• Check your understanding:
• 1. In the article on Covid-19 predictions, copy the passage that begins at "Note that this" and ends after "contain copious self-plagiarism.", replacing "copious" with "extensive".
• 2. What does the article on Covid-19 predictions say to do with a prediction given as a single number?

Most of us think we do by now. But even most mathematicians and statisticians seem to overlook the same characteristics that invalidate all projections being made about how bad this pandemic is going to be. Everyone knows by now the impact of the exponential growth of Covid-19 cases on how wide it spreads. But exponential growth is a devil in a few other ways as well. Any numbers you may have heard or read about how many deaths there will be by the time this is over, or when we will see a peak, or how high it will be are almost assuredly dramatically wrong. There may be a couple of lucky guesses. At this time we just do not know which ones are the lucky ones. This article aims to help the reader understand how to judge predictions made, and how to recognize and value overly-optimistic as well as overly-pessimistic predictions. In short: if the prediction is a single number (say 50000 deaths) you can throw it straight in the garbage. Do not make important decisions on it.

Note that this article copies liberally from a discussion following another article by Mark Chockalingam. Disclaimer: this will contain copious self-plagiarism.

• Collected material:
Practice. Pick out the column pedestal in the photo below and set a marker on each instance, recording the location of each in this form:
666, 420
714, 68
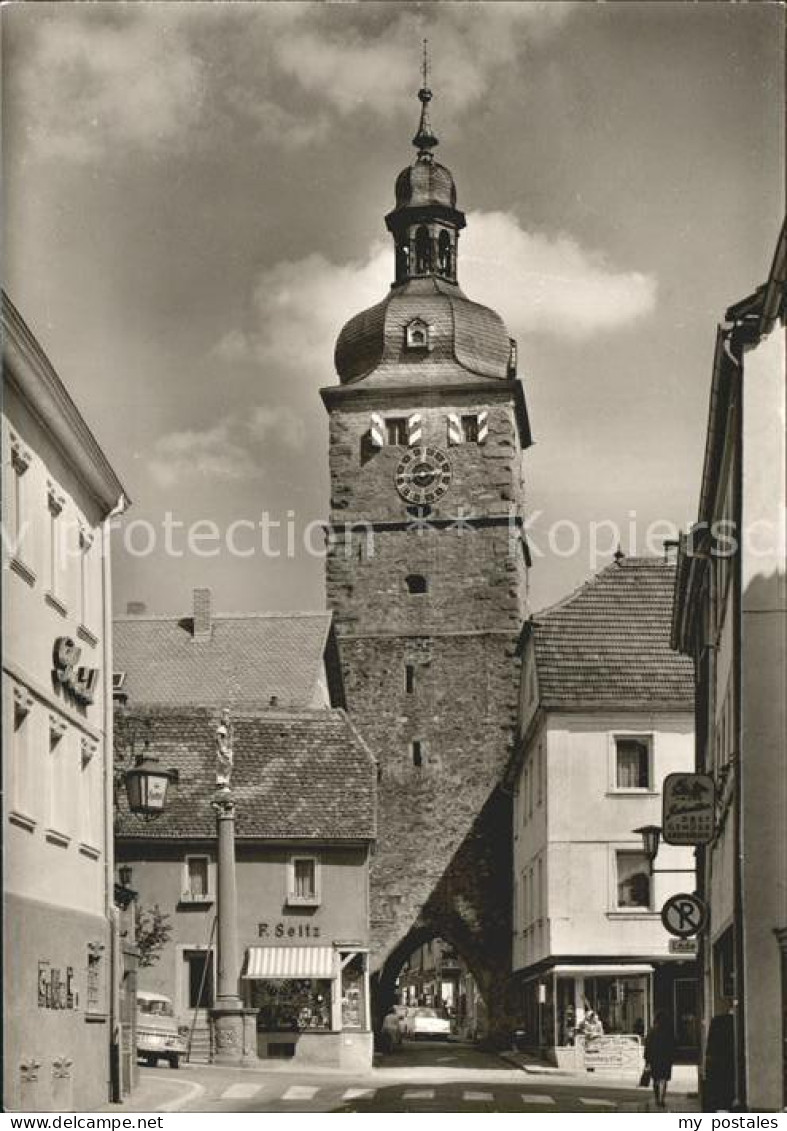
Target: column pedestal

• Answers for the exercise:
• 1.
Note that this article copies liberally from a discussion following another article by Mark Chockalingam. Disclaimer: this will contain extensive self-plagiarism.

• 2. Throw it straight in the garbage and don't make important decisions on it.